===== Estratto selezionato

L'8 marzo ai tempi del Covid: una donna uccisa ogni 3 giorni

08 Marzo 2021 09:00 Agata Iacono

La festa della donna con il boom di femminicidi e violenze domestiche durante il lockdown.

La condizione della donna in solo un anno è tornata a quella precedente alle prime conquiste sul divorzio e, nel lavoro, sul riconoscimento del diritto alla maternità e a poter accedere alla carriera con pari opportunità.

Siamo tornate indietro al 1974.

Chiuse in smartworking con i figli a casa (in didattica a distanza) costrette ad una coabitazione forzata e prive di sostegno socio-psico-pedagogico, assistenziale, economico, le donne sono le vittime.

E non serve la solita sceneggiata annuale per capire e denunciare che il problema è drammatico: né il governo Conte né il governo Draghi hanno affrontato il gravissimo fenomeno.

Durante il lockdown le donne che avevano già denunciato il partner per violenze sono state costrette a convivere con l'aguzzino senza che fosse nemmeno offerta un'alternativa.

La forzata coabitazione nelle case ha così allungato ancora di più la pagina nera dei femminicidi nel nostro Paese.

Il dato trova conferma nel report dell'Istat dedicato agli omicidi: nei primi 6 mesi 2020 i femminicidi sono stati pari al 45% del totale degli omicidi, contro il 35% dei primi sei mesi del 2019.

La percentuale è significativamente pari al 50% durante il lockdown nei mesi di marzo e aprile 2020 di lockdown totale.

Secondo l'Istituto di statistica le donne sono state uccise all'interno delle mura domestiche - quindi in un ambito affettivo/familiare - nel 90% dei casi nel primo semestre 2020 per mano del partner o di un ex partner (61%).

L’isolamento e l’impossibilità di sottrarsi materialmente alle violenze uscendo di casa, in un clima esacerbato dal terrorismo del contagio e dall'incertezza alimentati dai media, alimentato dall'ansia della situazione economica e lavorativa sempre più precarie, hanno reso le donne e i loro figli ancora più esposti alla violenza domestica.

Anche secondo il VII Rapporto Eures sul “Femminicidio in Italia” uno degli aspetti più rilevanti nell’analisi del fenomeno nei primi 10 mesi del 2020 riguarda proprio la “correlazione tra convivenza e rischio omicidiario”.

Si tratta di una donna uccisa ogni tre giorni.

==========
===== Voci fornite

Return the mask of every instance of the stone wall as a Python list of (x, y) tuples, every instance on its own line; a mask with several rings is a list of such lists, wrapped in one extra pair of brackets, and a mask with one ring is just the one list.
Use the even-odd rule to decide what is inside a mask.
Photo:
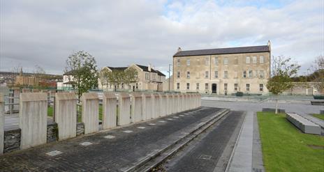
[(83, 123), (77, 123), (77, 136), (84, 134), (84, 124)]
[(10, 153), (20, 149), (20, 129), (4, 132), (3, 153)]
[(57, 124), (51, 122), (47, 124), (47, 142), (51, 143), (58, 140)]

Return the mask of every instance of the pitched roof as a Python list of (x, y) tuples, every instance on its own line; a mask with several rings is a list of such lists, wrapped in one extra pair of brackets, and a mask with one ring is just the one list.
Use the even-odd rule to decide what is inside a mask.
[(177, 52), (173, 56), (203, 56), (213, 54), (240, 54), (240, 53), (255, 53), (255, 52), (270, 52), (270, 49), (267, 45), (239, 47), (230, 48), (216, 48), (208, 49), (198, 49), (180, 51)]
[[(149, 67), (148, 66), (145, 66), (145, 65), (138, 65), (138, 64), (135, 64), (137, 66), (140, 67), (143, 71), (145, 71), (145, 72), (149, 72)], [(154, 70), (152, 68), (151, 68), (151, 72), (155, 72), (155, 73), (157, 73), (160, 76), (164, 76), (165, 77), (165, 75), (163, 74), (161, 72), (157, 70)]]
[(109, 67), (109, 66), (107, 66), (107, 68), (110, 68), (112, 70), (124, 70), (127, 69), (128, 67)]

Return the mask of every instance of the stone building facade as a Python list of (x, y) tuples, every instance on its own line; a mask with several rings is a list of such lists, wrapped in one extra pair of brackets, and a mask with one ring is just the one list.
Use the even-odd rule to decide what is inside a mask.
[(207, 94), (268, 93), (271, 45), (178, 52), (173, 56), (173, 88)]
[(150, 65), (148, 66), (141, 65), (138, 64), (132, 64), (128, 67), (103, 67), (101, 70), (107, 68), (112, 71), (114, 70), (126, 70), (128, 68), (133, 68), (138, 71), (138, 81), (131, 83), (128, 85), (122, 84), (119, 88), (115, 88), (113, 84), (108, 84), (107, 85), (101, 84), (101, 80), (98, 79), (98, 88), (105, 91), (112, 91), (116, 90), (128, 90), (130, 91), (162, 91), (163, 81), (165, 80), (165, 75), (159, 71), (153, 69)]

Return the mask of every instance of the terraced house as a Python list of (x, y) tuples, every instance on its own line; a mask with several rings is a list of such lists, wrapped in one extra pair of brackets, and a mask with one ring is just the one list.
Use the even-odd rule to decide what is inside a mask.
[(138, 81), (126, 85), (122, 84), (119, 88), (115, 88), (114, 84), (108, 82), (107, 85), (102, 84), (100, 79), (98, 80), (98, 87), (106, 91), (115, 91), (116, 88), (119, 90), (128, 91), (162, 91), (163, 81), (165, 79), (165, 75), (159, 70), (154, 69), (151, 65), (148, 66), (132, 64), (128, 67), (103, 67), (101, 70), (108, 69), (109, 71), (125, 70), (128, 68), (133, 68), (138, 71)]
[(182, 51), (173, 56), (173, 88), (181, 92), (268, 93), (270, 42), (267, 45)]

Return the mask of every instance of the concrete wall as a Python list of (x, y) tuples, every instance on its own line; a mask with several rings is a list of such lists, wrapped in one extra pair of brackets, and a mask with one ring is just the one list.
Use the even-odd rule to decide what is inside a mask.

==========

▶ [Il tuo obiettivo] Ricopia alla lettera il passo dell'articolo sui femminicidi durante il lockdown che si apre con le parole contenenti "Siamo tornate indietro" e si chiude con "nel nostro Paese.".

▶ [Risultato del compito]
Siamo tornate indietro al 1974.

Chiuse in smartworking con i figli a casa (in didattica a distanza) costrette ad una coabitazione forzata e prive di sostegno socio-psico-pedagogico, assistenziale, economico, le donne sono le vittime.

E non serve la solita sceneggiata annuale per capire e denunciare che il problema è drammatico: né il governo Conte né il governo Draghi hanno affrontato il gravissimo fenomeno.

Durante il lockdown le donne che avevano già denunciato il partner per violenze sono state costrette a convivere con l'aguzzino senza che fosse nemmeno offerta un'alternativa.

La forzata coabitazione nelle case ha così allungato ancora di più la pagina nera dei femminicidi nel nostro Paese.